#### What to do:
Search the entries below. Return every line that has "Category" in it.

[Image point grounding data]
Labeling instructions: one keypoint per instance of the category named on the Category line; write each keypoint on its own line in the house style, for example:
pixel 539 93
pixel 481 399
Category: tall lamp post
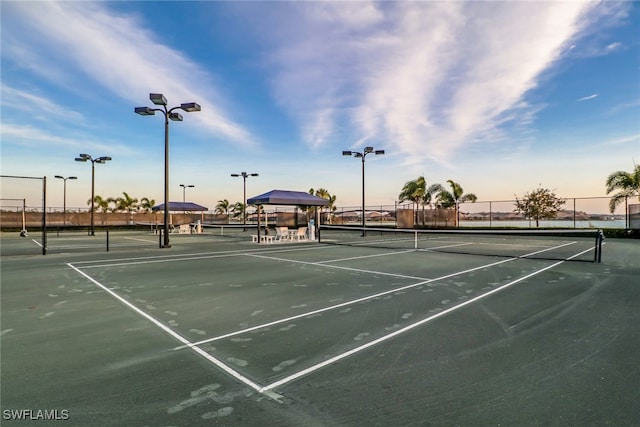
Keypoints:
pixel 363 155
pixel 101 160
pixel 244 176
pixel 64 197
pixel 169 114
pixel 184 187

#### Task response:
Labeling instructions: one keypoint per instance of the category named on the Category line; write each keypoint on its own line in the house style, for example:
Category: tall lamp post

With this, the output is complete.